● **WHAT YOU SHOULD DO**:
Output exactly the line that includes "Where can you see the gold" and all the lines after it through the end of the listing below, and nothing more.

● **SUPPLIED INFORMATION**:
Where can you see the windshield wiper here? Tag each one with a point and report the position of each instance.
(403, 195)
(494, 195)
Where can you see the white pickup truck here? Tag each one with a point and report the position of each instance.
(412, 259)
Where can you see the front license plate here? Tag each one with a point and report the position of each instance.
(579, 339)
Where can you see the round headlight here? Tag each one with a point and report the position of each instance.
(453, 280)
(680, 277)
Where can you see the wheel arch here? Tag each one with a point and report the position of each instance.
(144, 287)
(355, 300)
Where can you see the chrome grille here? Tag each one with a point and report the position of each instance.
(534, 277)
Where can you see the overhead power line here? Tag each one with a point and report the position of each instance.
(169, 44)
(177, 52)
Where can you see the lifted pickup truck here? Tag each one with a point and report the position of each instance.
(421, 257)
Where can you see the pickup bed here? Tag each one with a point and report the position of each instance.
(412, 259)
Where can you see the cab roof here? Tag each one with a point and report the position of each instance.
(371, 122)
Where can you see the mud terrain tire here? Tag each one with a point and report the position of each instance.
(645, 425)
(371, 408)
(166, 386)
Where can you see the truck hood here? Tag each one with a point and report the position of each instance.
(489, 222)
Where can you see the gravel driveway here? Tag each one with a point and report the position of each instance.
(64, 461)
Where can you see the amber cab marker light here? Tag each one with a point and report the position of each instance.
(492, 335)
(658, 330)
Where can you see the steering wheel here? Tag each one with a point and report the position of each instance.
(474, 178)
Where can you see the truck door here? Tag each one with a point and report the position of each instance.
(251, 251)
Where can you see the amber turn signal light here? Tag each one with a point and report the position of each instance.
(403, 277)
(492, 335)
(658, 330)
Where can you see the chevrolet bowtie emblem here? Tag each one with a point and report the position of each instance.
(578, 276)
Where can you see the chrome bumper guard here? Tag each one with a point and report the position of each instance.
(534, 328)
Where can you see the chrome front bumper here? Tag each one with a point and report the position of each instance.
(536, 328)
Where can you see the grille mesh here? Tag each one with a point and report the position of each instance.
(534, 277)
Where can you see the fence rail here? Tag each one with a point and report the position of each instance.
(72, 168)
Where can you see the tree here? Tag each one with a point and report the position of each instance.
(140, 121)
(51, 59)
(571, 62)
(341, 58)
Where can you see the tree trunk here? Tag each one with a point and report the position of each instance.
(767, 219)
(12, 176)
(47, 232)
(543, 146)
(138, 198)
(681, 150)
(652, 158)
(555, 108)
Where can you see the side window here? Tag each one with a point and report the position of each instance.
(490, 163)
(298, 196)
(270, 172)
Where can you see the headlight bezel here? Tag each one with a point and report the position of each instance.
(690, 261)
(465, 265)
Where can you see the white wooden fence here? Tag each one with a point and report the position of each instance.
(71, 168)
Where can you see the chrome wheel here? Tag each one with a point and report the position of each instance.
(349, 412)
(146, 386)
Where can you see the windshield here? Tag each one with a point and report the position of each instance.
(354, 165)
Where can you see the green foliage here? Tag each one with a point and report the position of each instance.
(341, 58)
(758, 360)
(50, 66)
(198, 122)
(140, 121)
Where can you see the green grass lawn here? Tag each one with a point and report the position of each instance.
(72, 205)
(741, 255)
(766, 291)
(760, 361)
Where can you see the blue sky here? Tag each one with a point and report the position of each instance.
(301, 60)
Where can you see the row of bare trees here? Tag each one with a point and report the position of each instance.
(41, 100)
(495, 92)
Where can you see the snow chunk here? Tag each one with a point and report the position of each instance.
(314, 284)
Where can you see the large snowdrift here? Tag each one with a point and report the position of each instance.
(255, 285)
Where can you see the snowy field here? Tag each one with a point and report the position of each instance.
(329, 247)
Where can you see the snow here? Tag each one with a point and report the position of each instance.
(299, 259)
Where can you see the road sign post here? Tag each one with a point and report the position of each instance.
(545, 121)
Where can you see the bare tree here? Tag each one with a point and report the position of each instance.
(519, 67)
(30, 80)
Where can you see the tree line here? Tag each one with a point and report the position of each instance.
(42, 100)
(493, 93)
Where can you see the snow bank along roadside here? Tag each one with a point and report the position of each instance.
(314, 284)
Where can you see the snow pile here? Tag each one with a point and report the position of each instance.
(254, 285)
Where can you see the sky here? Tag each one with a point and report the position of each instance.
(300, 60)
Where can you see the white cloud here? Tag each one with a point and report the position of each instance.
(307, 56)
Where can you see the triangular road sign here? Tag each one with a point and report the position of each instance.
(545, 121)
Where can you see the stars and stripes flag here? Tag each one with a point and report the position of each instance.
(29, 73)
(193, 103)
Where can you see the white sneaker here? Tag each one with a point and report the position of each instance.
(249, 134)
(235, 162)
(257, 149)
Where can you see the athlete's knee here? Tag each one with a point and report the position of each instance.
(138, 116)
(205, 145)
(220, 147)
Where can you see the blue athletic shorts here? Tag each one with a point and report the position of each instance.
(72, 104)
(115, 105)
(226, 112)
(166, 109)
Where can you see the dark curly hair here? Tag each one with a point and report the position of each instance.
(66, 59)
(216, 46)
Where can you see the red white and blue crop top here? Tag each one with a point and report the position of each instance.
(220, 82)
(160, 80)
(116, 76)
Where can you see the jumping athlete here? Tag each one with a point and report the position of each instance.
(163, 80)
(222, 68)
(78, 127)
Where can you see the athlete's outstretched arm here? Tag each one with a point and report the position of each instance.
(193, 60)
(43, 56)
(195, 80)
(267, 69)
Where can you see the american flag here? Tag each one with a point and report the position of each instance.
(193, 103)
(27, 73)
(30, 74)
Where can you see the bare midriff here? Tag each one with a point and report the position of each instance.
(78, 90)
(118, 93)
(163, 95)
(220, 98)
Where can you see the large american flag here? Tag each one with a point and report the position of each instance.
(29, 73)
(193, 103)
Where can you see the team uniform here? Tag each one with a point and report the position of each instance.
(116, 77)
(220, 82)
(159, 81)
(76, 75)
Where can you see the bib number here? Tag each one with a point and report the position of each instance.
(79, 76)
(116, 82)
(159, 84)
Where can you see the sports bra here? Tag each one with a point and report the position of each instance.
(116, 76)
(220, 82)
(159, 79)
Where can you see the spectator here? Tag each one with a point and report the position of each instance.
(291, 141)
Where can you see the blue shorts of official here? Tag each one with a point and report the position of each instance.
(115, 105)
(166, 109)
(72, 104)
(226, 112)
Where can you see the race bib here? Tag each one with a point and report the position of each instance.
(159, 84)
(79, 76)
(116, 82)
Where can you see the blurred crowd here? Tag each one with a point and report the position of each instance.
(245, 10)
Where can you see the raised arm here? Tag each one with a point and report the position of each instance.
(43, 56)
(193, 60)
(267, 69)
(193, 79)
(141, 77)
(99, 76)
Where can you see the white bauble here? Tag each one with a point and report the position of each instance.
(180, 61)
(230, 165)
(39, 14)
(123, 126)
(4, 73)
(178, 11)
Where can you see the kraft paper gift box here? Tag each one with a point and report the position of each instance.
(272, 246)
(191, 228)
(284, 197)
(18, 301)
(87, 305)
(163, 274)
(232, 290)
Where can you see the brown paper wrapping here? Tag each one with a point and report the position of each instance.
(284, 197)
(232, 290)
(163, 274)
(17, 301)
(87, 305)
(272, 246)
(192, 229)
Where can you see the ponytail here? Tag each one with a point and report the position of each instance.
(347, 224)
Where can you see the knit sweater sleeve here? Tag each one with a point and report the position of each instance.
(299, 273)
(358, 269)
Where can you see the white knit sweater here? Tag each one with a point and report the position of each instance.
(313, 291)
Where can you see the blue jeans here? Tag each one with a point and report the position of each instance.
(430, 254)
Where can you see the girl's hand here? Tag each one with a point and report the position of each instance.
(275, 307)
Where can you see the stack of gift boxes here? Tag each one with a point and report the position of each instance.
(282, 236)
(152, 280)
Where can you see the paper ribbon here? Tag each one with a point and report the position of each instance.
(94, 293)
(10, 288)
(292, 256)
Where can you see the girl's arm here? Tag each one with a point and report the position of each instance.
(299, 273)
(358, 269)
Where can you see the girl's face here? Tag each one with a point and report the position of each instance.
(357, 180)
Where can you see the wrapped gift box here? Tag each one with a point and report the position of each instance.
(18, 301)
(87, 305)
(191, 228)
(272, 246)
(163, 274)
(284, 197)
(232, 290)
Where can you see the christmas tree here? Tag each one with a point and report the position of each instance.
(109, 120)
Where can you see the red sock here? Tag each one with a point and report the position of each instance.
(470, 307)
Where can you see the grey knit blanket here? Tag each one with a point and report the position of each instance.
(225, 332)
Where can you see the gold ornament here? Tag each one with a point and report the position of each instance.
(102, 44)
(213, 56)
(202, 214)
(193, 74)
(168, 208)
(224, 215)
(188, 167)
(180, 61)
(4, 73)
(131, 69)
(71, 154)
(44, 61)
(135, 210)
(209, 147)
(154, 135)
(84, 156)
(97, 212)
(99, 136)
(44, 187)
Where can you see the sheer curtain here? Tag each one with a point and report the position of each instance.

● **SOLUTION FOR THIS TASK**:
Where can you see the gold ornament here? Tag each one with a point and report the position of each instance.
(102, 44)
(213, 56)
(202, 214)
(193, 74)
(168, 208)
(224, 215)
(188, 167)
(180, 61)
(4, 73)
(131, 69)
(71, 154)
(44, 61)
(135, 210)
(209, 147)
(154, 135)
(84, 156)
(97, 212)
(99, 136)
(44, 187)
Where can you see the sheer curtain here? Tag each one with a point and report the position of each instance.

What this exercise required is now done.